● EXERCISE AIM
Transcribe, without any alteration, only the lines that begin at the line containing "Target: tree trunk" and run to the last line below.

● DATA EXCERPTS
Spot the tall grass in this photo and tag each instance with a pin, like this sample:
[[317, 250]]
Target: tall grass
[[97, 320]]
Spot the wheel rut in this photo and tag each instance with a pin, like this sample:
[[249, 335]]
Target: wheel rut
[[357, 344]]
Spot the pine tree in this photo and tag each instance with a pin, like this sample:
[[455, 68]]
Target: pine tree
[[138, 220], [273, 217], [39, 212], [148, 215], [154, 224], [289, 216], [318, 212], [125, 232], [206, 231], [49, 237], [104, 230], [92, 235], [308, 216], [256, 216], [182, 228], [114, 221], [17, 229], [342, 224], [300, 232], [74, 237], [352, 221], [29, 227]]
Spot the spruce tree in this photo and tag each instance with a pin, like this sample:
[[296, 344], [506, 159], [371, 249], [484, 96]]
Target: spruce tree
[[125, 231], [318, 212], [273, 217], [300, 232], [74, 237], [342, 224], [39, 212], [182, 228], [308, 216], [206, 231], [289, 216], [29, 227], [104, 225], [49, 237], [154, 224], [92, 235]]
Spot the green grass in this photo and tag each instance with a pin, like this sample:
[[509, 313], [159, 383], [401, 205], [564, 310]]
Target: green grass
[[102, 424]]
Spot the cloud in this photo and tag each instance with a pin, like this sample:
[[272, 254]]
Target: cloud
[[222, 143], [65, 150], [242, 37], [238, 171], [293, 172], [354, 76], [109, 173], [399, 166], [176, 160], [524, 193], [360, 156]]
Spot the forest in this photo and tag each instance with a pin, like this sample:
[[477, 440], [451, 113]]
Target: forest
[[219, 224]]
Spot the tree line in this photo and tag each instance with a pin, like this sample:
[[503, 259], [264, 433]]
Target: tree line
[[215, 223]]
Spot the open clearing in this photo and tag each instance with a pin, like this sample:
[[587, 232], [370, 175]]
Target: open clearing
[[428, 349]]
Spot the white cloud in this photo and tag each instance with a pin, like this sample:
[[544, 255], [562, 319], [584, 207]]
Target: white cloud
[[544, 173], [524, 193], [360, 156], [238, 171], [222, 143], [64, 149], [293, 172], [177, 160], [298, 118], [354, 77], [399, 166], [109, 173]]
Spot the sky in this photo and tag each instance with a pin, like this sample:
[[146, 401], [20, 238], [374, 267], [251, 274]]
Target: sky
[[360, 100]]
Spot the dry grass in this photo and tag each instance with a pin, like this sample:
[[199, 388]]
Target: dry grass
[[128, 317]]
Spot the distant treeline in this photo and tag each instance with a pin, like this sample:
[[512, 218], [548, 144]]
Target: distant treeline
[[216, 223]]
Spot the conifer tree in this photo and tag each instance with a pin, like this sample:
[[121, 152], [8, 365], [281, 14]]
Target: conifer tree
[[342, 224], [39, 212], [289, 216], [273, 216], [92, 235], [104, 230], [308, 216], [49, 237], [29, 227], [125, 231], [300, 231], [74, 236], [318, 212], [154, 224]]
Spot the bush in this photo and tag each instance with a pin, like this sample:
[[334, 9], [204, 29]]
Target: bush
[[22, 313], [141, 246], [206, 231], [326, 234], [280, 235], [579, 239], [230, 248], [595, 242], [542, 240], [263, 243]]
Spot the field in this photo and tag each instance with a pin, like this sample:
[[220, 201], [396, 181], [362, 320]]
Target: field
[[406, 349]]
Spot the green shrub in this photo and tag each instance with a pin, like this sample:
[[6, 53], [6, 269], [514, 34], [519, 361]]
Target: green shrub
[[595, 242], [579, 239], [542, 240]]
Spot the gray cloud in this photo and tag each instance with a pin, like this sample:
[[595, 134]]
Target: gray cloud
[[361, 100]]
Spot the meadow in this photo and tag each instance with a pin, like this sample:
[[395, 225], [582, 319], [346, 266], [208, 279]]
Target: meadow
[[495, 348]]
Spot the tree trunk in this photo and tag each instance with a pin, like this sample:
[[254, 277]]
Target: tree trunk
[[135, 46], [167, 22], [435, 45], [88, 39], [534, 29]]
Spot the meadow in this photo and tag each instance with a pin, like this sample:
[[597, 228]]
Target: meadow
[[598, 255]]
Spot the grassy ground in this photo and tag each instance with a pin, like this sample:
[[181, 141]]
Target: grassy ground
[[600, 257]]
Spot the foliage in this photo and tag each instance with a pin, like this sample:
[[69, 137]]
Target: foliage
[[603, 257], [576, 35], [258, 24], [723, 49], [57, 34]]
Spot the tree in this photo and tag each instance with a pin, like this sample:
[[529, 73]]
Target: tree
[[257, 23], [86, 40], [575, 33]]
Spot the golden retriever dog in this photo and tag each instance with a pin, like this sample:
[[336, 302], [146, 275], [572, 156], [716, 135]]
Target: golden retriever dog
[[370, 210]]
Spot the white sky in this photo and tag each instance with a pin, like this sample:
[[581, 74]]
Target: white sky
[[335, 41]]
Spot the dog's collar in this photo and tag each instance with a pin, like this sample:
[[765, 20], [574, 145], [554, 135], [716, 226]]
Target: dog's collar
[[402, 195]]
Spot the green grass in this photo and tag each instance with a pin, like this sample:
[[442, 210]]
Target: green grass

● ANSWER
Target: tree trunk
[[135, 46], [167, 22], [435, 45], [88, 39], [534, 29]]
Spot the meadow in this photo and tag each instance with a pin, like this sample:
[[597, 228]]
Target: meadow
[[598, 255]]
Spot the grassy ground in this photo and tag each instance with a pin, like this sample:
[[181, 141]]
Target: grassy ground
[[600, 257]]
Spot the foliage in this photo and tag each instance with a pin, like this sample:
[[69, 137]]
Target: foliage
[[603, 257], [576, 35], [258, 24], [723, 49], [57, 34]]
Spot the tree in this photo and tag each instance with a pin, like this sample:
[[529, 73]]
Target: tree
[[257, 23], [86, 40], [575, 33]]
Spot the golden retriever dog in this photo and tag each instance with a pin, like this sample:
[[336, 302], [146, 275], [572, 156], [716, 135]]
Target: golden retriever dog
[[370, 210]]
Spot the white sky in this photo and tag each instance with a pin, like this sample:
[[581, 74]]
Target: white sky
[[335, 41]]
Spot the dog's collar in this photo and tag each instance with a pin, like this sample:
[[765, 20], [574, 145], [554, 135], [716, 226]]
Target: dog's collar
[[402, 195]]
Spot the green grass in this photo and tag each instance with a pin, like this sample:
[[442, 210]]
Target: green grass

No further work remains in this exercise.